*DATA SHOWN*

* Begin *

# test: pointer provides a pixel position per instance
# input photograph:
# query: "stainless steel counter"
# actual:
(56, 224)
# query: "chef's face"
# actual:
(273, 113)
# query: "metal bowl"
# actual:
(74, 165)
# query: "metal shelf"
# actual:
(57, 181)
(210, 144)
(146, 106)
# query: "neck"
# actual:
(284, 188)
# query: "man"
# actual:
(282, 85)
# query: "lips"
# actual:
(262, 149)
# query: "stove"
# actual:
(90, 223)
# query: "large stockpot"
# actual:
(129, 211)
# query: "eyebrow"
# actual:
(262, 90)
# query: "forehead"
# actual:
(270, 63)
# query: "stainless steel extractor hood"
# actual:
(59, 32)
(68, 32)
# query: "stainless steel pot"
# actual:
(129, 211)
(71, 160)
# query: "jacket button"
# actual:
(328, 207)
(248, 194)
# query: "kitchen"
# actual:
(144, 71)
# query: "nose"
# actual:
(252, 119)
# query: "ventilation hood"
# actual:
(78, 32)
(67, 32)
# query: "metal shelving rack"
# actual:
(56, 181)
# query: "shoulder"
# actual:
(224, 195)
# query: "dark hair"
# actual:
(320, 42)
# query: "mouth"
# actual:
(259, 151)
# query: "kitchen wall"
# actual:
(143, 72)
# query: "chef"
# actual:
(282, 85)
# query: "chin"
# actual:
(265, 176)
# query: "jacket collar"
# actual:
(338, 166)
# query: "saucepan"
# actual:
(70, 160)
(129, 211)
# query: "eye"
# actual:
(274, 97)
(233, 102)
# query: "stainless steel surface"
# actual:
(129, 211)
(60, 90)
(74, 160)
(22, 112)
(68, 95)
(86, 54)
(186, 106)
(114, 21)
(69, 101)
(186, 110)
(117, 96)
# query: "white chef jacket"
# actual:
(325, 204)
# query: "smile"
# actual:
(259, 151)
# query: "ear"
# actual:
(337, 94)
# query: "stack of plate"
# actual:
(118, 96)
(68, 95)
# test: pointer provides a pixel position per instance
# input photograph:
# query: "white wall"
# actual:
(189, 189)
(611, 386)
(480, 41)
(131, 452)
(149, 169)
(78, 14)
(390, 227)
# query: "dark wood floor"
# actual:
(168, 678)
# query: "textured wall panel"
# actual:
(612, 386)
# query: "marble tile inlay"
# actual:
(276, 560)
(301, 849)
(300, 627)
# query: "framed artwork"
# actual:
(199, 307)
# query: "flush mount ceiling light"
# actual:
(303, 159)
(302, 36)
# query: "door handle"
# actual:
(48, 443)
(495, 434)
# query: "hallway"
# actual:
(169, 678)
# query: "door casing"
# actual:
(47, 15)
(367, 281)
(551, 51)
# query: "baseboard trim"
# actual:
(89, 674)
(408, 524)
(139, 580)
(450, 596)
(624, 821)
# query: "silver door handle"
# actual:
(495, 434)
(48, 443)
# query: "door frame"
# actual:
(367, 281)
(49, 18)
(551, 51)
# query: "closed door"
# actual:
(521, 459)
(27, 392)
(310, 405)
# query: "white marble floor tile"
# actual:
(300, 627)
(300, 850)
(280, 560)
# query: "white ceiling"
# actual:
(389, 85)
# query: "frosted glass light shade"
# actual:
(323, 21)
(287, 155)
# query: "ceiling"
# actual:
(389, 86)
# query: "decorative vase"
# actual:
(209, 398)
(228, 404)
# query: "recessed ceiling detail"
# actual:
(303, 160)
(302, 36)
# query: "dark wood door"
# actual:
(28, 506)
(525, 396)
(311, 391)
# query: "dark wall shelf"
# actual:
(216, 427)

* End *

Copy out all the entries shown above, character for character.

*FULL RESPONSE*
# test: pointer provides a pixel position per instance
# input photograph:
# query: "stainless steel counter"
# actual:
(56, 224)
# query: "chef's face"
# actual:
(273, 113)
# query: "metal bowl"
# actual:
(74, 165)
# query: "metal shelf"
# actual:
(57, 181)
(210, 144)
(146, 106)
# query: "neck"
# actual:
(284, 188)
# query: "man"
# actual:
(282, 85)
# query: "lips"
# actual:
(262, 149)
# query: "stove"
# actual:
(90, 223)
# query: "large stockpot"
# actual:
(129, 211)
# query: "eyebrow"
# actual:
(262, 90)
# query: "forehead"
# actual:
(270, 63)
# query: "stainless steel extractor hood"
# actual:
(59, 32)
(68, 32)
# query: "stainless steel pot"
# actual:
(129, 211)
(71, 160)
# query: "jacket button"
# actual:
(328, 207)
(248, 194)
# query: "kitchen"
# actual:
(144, 71)
# query: "nose"
# actual:
(252, 119)
# query: "ventilation hood"
# actual:
(78, 32)
(67, 32)
# query: "metal shelving rack"
# actual:
(56, 181)
# query: "shoulder"
# actual:
(224, 195)
# query: "dark hair"
# actual:
(320, 42)
# query: "mouth"
# actual:
(259, 151)
# query: "kitchen wall"
# actual:
(143, 72)
# query: "chef"
# actual:
(282, 85)
# query: "chin"
# actual:
(265, 176)
# query: "jacket collar"
# actual:
(338, 166)
# query: "saucepan"
# actual:
(70, 160)
(129, 211)
# query: "eye"
# actual:
(274, 97)
(233, 102)
# query: "stainless steel surface"
# actual:
(129, 211)
(60, 90)
(74, 160)
(22, 112)
(68, 95)
(86, 54)
(186, 106)
(114, 21)
(69, 101)
(186, 110)
(117, 96)
# query: "white chef jacket"
# actual:
(325, 204)
# query: "smile"
# actual:
(259, 151)
# query: "ear"
# actual:
(337, 94)
# query: "stack of plate"
# actual:
(118, 96)
(68, 95)
# test: pointer provides a pixel position per instance
# input photograph:
# query: "white wall"
# actual:
(189, 189)
(611, 386)
(480, 41)
(131, 452)
(149, 169)
(78, 14)
(390, 227)
# query: "dark wood floor"
# actual:
(168, 678)
# query: "textured wall panel"
# actual:
(612, 386)
# query: "marble tile inlay"
# actual:
(276, 560)
(301, 849)
(300, 627)
# query: "framed artwork"
# actual:
(199, 307)
# query: "flush mount ceiling light"
# actual:
(303, 159)
(302, 36)
# query: "door handle"
# actual:
(48, 443)
(495, 434)
# query: "hallway"
# actual:
(169, 678)
# query: "door casing"
# actual:
(47, 15)
(367, 281)
(551, 51)
# query: "baseboard trim"
# actual:
(89, 674)
(408, 524)
(139, 580)
(450, 596)
(624, 821)
# query: "silver door handle"
# actual:
(495, 434)
(48, 443)
# query: "door frame"
# actual:
(367, 281)
(49, 18)
(551, 51)
# query: "closed door"
# actual:
(521, 459)
(27, 392)
(310, 405)
# query: "white marble floor tile"
# actual:
(300, 627)
(300, 850)
(280, 560)
# query: "white ceiling"
# actual:
(389, 85)
# query: "frosted glass light shade"
# actual:
(323, 21)
(287, 155)
# query: "ceiling"
# actual:
(389, 86)
# query: "decorative vase"
# actual:
(209, 398)
(228, 404)
# query: "recessed ceiling detail"
# actual:
(303, 160)
(302, 36)
# query: "dark wood door"
# actual:
(28, 506)
(525, 396)
(311, 391)
# query: "dark wall shelf"
# actual:
(216, 427)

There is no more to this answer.